(Dataset begins)
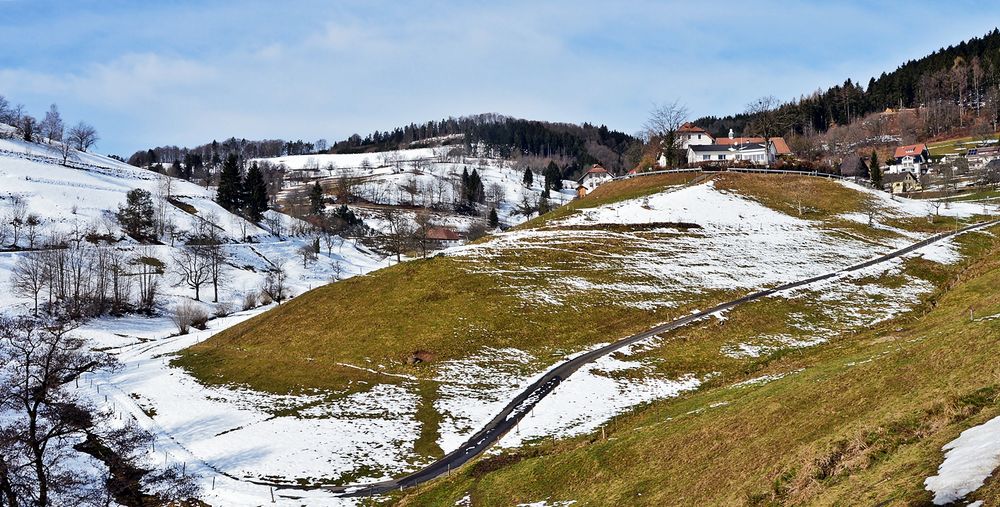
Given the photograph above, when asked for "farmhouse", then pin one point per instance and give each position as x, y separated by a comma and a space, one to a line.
718, 153
979, 157
592, 178
443, 237
780, 146
913, 157
854, 166
898, 183
690, 134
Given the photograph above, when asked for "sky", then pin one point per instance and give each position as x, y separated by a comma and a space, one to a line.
151, 73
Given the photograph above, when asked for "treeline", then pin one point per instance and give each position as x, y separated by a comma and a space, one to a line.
965, 77
579, 145
576, 146
211, 155
50, 129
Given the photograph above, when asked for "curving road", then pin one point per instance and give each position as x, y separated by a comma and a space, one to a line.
530, 396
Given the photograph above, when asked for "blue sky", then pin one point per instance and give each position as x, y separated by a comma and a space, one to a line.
149, 73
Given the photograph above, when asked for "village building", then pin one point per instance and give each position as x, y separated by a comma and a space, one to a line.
898, 183
979, 157
779, 145
738, 149
691, 135
591, 179
854, 166
443, 237
911, 158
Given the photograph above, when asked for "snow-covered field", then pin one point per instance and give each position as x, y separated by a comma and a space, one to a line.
231, 436
968, 462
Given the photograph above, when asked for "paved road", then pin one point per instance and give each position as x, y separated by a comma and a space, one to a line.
529, 397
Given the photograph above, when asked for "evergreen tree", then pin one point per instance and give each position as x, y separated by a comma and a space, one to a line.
553, 176
465, 184
543, 203
876, 171
494, 219
476, 194
136, 216
316, 199
230, 184
255, 194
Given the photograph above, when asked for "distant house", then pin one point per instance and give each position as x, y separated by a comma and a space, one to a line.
780, 146
854, 166
899, 183
721, 153
690, 134
443, 237
911, 158
592, 178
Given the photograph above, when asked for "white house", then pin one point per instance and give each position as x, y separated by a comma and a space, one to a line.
594, 177
911, 158
755, 153
690, 134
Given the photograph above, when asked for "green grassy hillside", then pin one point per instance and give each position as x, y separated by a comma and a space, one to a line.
453, 306
857, 421
484, 320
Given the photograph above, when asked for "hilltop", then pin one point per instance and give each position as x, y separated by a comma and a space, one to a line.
486, 319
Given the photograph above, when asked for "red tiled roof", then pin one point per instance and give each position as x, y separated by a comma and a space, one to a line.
780, 145
910, 149
691, 127
442, 234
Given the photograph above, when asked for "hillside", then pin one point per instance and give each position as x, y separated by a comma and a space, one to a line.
859, 420
407, 180
489, 135
953, 81
484, 320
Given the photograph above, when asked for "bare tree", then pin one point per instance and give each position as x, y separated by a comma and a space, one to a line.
767, 120
4, 228
275, 286
45, 424
411, 188
18, 211
216, 255
32, 223
83, 136
398, 232
662, 125
28, 277
52, 126
41, 414
192, 266
495, 195
421, 234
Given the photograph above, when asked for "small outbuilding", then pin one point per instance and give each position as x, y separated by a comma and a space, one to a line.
854, 166
592, 178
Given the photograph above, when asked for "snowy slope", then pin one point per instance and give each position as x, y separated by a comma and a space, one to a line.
434, 171
85, 195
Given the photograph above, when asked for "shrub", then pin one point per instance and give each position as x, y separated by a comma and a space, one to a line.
223, 309
249, 300
189, 314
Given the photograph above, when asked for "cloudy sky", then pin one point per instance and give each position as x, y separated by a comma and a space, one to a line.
182, 72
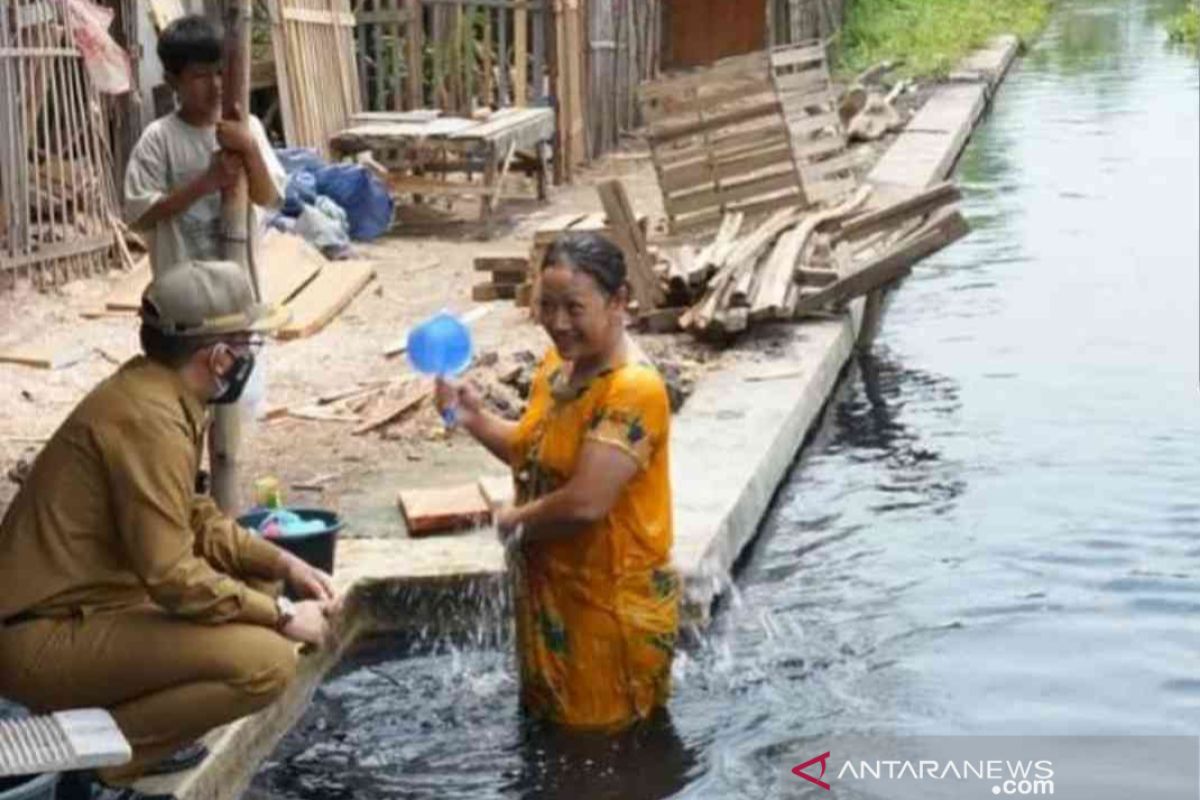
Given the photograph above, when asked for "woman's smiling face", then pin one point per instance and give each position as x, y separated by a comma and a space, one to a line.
579, 317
(Dataset ends)
Your answer is an exact copy of the records above, stripped of pictures.

▶ Completed exercise:
Given the photograph above, when asked for "farmhouse", then pin one point per instance and give each position as x, y separated by a comma and a space, one to a line.
718, 153
979, 157
592, 178
443, 237
780, 146
913, 157
854, 166
898, 183
690, 134
Given the photograph above, when asked for "sky", then pin one point per instance and give each position as x, y separated by a comma and a space, one to a line.
151, 73
Given the photograph above, when asked for "treeline", then pin one point per instance and give each position as x, y separated by a comma and a space, one to a line.
965, 77
579, 145
576, 146
211, 155
50, 129
Given the photograph above, when asked for "curving road", then pin one point per instance and give each position as x, y separated by a comma and a space, one to a line.
530, 396
Given the photograph above, when asked for "blue sky", then pin one point per instance and give each position as x, y separated by a comma and a space, one to a line.
149, 73
Given the photograph above, when asked for "village building", then pin one point per instance and give each position as x, y separated by a comma and a space, one to a line.
898, 183
979, 157
779, 145
738, 149
691, 135
591, 179
854, 166
443, 237
911, 158
Given the photograph above, when asked for "snow-covered field", then pin one point per instance and give each position as x, y separated by a comma and a space, one to a line.
231, 436
968, 462
Given the photograph above, when asked for "paved road", then pin one point per instance and give each position as x, y separated by a comma and a space, one to a line.
529, 397
Given the photograph above, when asked for "evergreen tree", then pin one point per instance and give each position as x, y separated by a comma and a space, one to a line.
553, 176
465, 184
543, 203
876, 171
494, 219
476, 194
136, 216
316, 199
230, 184
255, 194
Given the photograph above, when asked for "distant house", then pin one point per instance and give each position as x, y separated by a comma and a space, one to a line.
780, 146
854, 166
899, 183
721, 153
690, 134
443, 237
911, 158
592, 178
Given the photograph above, when asked for "white house", then pin one point per instance and give each position as x, y separated by a comma and a space, one to a line.
594, 177
911, 158
755, 153
690, 134
Given the photograph above, when asked for "green grassy hillside", then pin one point per instance and give each position as x, y separated by a comma and a space, one to a line.
453, 306
857, 421
484, 320
Given the photograph above, when asked for "hilltop", then pin one point per instance and give each position as x, y separated by a comma and a space, one to a line.
486, 319
Given the photograph above, when asked for "red tiled roof", then pin one point per instance and give each position as x, y separated by a comma and a space, one to a line.
780, 145
910, 149
691, 127
442, 234
Given the photograph above, when asked for "hillside", then pin one point per instance and give each position as x, y separated by a comma and a space, one to a line.
859, 420
407, 180
489, 135
953, 81
484, 320
Given the photograph above, when asked for "bare tree", then pin one point per instance and give each position as x, y separated by a comma and a space, one to a line.
767, 120
4, 228
275, 286
45, 424
411, 188
18, 211
216, 255
32, 223
83, 136
398, 232
662, 125
28, 277
52, 126
41, 414
192, 266
495, 195
421, 234
Given the photograph above, when asked for "small outbuilding", then pin one point per instance and give each position as x, y separated by a comma and a space, one to a line.
854, 166
592, 178
Given the photograph above, when asked for "snowy slope", then pin one point per instance and give each position as x, y separated by a comma and a space, one to a line.
434, 171
85, 195
Given the photograph above, when asked for "shrub", then pin one point per instance and give each position as x, y separated by a comma and a space, one to a line.
223, 309
249, 300
189, 314
Given the photograph above, when asked for "cloudy sky", then pin one point per instance and give each position as x, y separated by a comma and a space, one to a line.
182, 72
Given the photograph above, when asked for "woman's smiling face", then pin one point per instance and give each position as x, y separated by a comma and a space, one to a line.
579, 317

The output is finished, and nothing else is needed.